■ **What the task requires**
Repeat each entry exactly and drop the pictures.

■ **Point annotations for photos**
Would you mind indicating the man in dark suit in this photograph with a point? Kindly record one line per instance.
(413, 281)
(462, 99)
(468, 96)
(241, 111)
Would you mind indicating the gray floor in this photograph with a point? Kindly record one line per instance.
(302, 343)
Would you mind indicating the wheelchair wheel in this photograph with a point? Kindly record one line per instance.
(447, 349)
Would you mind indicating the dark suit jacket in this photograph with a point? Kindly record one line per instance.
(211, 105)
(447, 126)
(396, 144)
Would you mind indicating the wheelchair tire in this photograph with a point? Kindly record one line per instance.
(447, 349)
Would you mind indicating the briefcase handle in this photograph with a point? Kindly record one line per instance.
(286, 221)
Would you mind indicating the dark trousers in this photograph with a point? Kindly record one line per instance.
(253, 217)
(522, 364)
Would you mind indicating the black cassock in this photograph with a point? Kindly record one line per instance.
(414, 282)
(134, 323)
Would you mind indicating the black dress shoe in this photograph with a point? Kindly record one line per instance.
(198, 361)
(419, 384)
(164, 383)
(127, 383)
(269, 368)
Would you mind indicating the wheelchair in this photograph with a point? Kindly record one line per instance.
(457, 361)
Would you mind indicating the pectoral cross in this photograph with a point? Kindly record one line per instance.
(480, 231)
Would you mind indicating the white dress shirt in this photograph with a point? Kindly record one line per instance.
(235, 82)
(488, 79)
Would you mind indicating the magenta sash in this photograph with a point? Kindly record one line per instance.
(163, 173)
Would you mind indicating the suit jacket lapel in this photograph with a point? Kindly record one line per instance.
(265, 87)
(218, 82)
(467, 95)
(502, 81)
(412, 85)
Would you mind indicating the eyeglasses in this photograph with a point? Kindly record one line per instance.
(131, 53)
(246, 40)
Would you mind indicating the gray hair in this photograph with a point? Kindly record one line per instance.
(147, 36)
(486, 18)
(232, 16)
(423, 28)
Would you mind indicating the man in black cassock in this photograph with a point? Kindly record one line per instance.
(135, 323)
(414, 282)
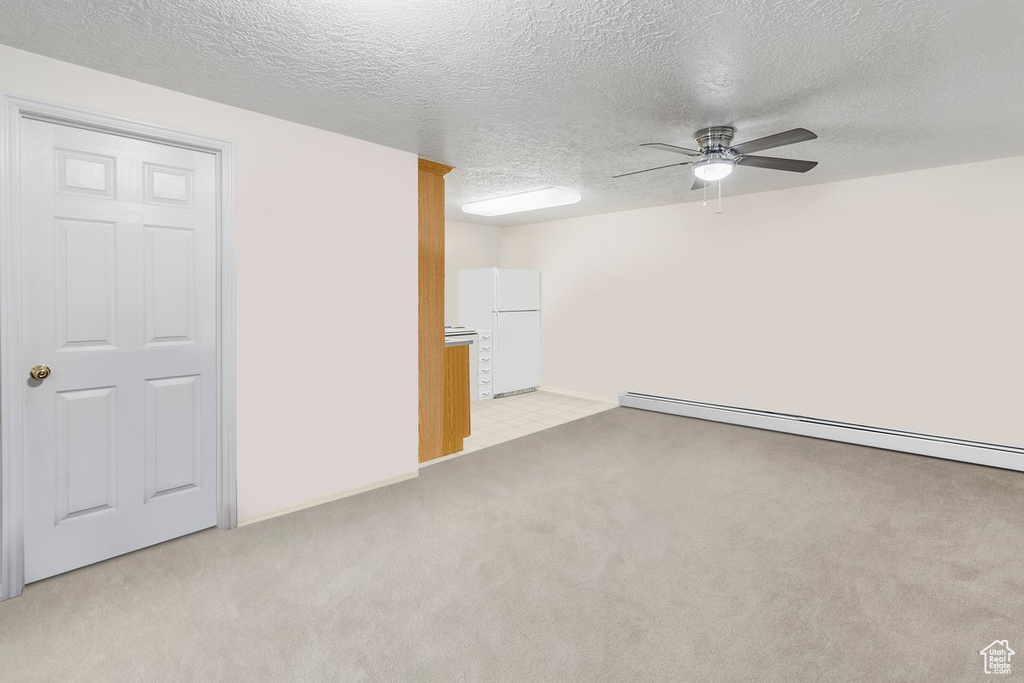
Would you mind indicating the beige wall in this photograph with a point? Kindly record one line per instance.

■ **Exercise output**
Would you mind indicating the man in dark suit in this photograph with a point? Kindly record one line per instance.
(413, 281)
(462, 99)
(468, 96)
(241, 111)
Would you mind indicating the gray floor in this photograph with a point? Kindly record one line per instance.
(302, 343)
Would you mind indicating the wheelchair wheel in this photograph with a point? Kindly record one line per instance.
(447, 349)
Would you mind indicating the dark suit jacket in this photograph with a point? Kindly record one line per instance.
(211, 105)
(447, 126)
(396, 144)
Would you mind indicating the wheelchair tire in this photograph with a point? Kindly record one line per instance.
(447, 349)
Would you mind indicating the briefcase handle in this photograph with a point? Kindly record one line per instance.
(286, 221)
Would you mind indicating the dark trousers in this photograph with a point? Kindly record one line per instance.
(253, 217)
(522, 364)
Would you mind indicating the black cassock in this photograph with a point? Kindly record one line per instance.
(414, 282)
(134, 323)
Would you mind indicating the black dress shoe in this photograph with a point? Kindly record one line per instance.
(198, 361)
(419, 384)
(164, 383)
(127, 383)
(269, 368)
Would you mind indicating the wheelchair in this photograph with a point? Kindly record one line per instance.
(457, 361)
Would you mind indicating the pectoral cross in this photograph with a point? Kindly record one line per instance.
(480, 231)
Would you mind indicating the white dress shirt in this photograph with a point? Kindly record one line per instance.
(235, 82)
(488, 79)
Would you mind indicating the magenta sash in this photograph with a point? Kindly record one line per instance.
(163, 173)
Would you mind indicating the suit jacket lapel in this photograph with a point? Kindly record one line per instance.
(265, 87)
(218, 82)
(467, 95)
(502, 81)
(412, 85)
Would you mind indicating the eyeglasses in this photograph with a point? Kindly record one line per instance.
(131, 53)
(246, 40)
Would you mind indicating the gray hair in this photograph with a point? Kindly record one line per instance.
(147, 36)
(486, 18)
(232, 16)
(423, 28)
Would you mind indicating the man in black cassock in this photograph with a point? Kindly record one line per instance.
(135, 323)
(414, 282)
Would you mind indicating the beige wall in this photograph with a point? Kindly record one line per instance.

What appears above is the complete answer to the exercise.